_Written tasks_
(a) In the article about the Rollins Park Little Free Library, repeat everything from "Mary knows every" down to "Little Free Library.".
(b) Using the article about the Rollins Park Little Free Library, decide whether each statement agrees with it, and back each yes or no with the words from the article that settle it: (i) Mary McEvoy-Barrett is from Nashua. (ii) The couple raised their family in Hudson. (iii) Mary moved to Concord ten years ago.
(c) Write the next part of the article about the Rollins Park Little Free Library, following on from its final sentence.

** Start of Extracted text **

Hometown Hero: Concord resident a devoted caretaker to Rollins Park’s Little Free Library
Published: 09-29-2024 12:00 PM
Modified: 09-29-2024 3:06 PM |
Since long before she moved to Concord six years ago, Mary McEvoy-Barrett has taken a daily walk through Rollins Park.
It was part of why she and her husband, Ray Barrett, picked their house in the South End.
“There were too many hills in Dunbarton,” according to Ray.
The couple are, by their own description, a classic “farm boy, city girl” story. Ray is from Hudson, Mary from Nashua; they raised their family in Dunbarton before downsizing to Concord.
Mary knows every bend, every fork in Rollins Park’s paths. She notices how many people come and go every day, how many kids are on the playground, how many books are in the Little Free Library.

** End of Extracted text **
** Start of Items **

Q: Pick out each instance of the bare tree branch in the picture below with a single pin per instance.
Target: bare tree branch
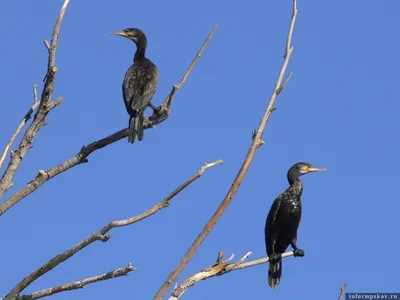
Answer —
(257, 141)
(45, 106)
(101, 235)
(219, 268)
(342, 291)
(80, 284)
(162, 113)
(165, 108)
(27, 116)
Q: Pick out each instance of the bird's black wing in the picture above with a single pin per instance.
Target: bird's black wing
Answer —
(269, 225)
(139, 85)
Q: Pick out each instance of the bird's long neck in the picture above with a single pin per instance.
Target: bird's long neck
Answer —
(141, 46)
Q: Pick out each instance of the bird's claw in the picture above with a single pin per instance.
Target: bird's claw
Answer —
(298, 253)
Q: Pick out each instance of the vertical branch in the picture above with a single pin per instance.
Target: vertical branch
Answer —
(342, 291)
(45, 106)
(27, 116)
(257, 141)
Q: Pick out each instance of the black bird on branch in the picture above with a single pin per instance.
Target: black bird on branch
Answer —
(283, 221)
(139, 84)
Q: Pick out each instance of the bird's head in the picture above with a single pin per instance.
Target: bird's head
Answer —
(302, 168)
(133, 34)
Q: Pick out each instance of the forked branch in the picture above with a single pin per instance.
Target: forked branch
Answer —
(101, 235)
(219, 268)
(257, 141)
(45, 106)
(157, 118)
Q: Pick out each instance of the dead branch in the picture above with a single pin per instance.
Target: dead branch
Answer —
(257, 141)
(45, 106)
(342, 291)
(162, 113)
(27, 116)
(101, 235)
(80, 284)
(219, 268)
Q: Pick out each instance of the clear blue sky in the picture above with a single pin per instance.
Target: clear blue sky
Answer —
(339, 111)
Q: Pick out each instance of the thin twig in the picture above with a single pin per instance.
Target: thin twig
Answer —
(342, 291)
(45, 106)
(27, 116)
(242, 172)
(218, 269)
(160, 116)
(165, 108)
(80, 284)
(101, 235)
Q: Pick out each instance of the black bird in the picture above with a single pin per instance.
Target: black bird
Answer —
(139, 84)
(283, 220)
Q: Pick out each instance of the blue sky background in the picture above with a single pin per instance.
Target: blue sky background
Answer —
(339, 111)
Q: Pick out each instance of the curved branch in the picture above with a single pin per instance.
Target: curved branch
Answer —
(342, 291)
(218, 269)
(45, 106)
(27, 116)
(80, 284)
(257, 141)
(162, 114)
(101, 235)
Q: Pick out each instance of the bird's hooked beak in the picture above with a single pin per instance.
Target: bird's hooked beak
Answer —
(314, 169)
(121, 33)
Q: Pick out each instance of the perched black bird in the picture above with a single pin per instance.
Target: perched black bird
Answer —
(139, 84)
(283, 220)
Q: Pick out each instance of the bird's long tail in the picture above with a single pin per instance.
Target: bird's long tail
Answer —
(136, 127)
(275, 273)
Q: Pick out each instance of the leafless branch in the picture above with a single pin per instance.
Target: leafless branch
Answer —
(165, 108)
(219, 268)
(342, 291)
(257, 141)
(80, 284)
(45, 106)
(27, 116)
(101, 235)
(159, 116)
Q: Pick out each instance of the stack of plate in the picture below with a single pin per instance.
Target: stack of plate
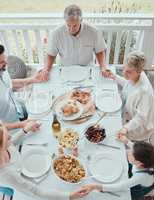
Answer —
(108, 101)
(39, 106)
(35, 162)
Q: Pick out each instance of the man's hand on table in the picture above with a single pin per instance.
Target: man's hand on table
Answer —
(30, 125)
(40, 76)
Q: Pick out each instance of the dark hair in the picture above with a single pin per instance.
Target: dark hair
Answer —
(144, 152)
(2, 49)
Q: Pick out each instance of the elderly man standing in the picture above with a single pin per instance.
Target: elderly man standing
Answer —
(75, 42)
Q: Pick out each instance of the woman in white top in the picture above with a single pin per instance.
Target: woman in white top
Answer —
(138, 99)
(10, 167)
(141, 156)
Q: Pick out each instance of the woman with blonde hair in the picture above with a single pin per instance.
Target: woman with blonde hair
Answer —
(10, 167)
(138, 98)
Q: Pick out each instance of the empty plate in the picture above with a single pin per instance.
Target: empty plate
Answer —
(101, 168)
(108, 101)
(35, 162)
(74, 73)
(39, 104)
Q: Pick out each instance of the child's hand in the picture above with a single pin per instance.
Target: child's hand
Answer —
(122, 138)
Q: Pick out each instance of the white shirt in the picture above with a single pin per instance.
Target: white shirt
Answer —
(138, 110)
(141, 178)
(10, 109)
(76, 50)
(10, 177)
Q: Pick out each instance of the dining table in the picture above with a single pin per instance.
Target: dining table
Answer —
(56, 86)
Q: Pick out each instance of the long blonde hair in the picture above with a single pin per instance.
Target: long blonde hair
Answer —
(136, 59)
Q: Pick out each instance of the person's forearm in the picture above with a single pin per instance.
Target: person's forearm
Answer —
(17, 137)
(101, 59)
(13, 125)
(20, 83)
(50, 61)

** End of Items **

_Expected results_
(a)
Mary knows every bend, every fork in Rollins Park’s paths. She notices how many people come and go every day, how many kids are on the playground, how many books are in the Little Free Library.

(b)
(i) Yes: "Ray is from Hudson, Mary from Nashua".
(ii) No: "they raised their family in Dunbarton before downsizing to Concord".
(iii) No: "Since long before she moved to Concord six years ago".

(c)
Little Free Libraries are a popular sight in Concord and increasingly across the country. Often resembling mailboxes or birdhouses, anyone can leave a book or take a book at their leisure, no due date necessary.
It was on a walk through Rollins in August when Mary saw that the Little Free Library — a 2016 Eagle Scout project by Cole Beachemin, according to its plaque — was broken. The sandy-brown saltbox has a split riding up its side and it hung off the back of its bearings, like it had taken a good punch.
She realized she couldn’t just leave it like that. This little free library, not only because it’s in her favorite park, is a special one because it helps Mary’s sister’s memory alive.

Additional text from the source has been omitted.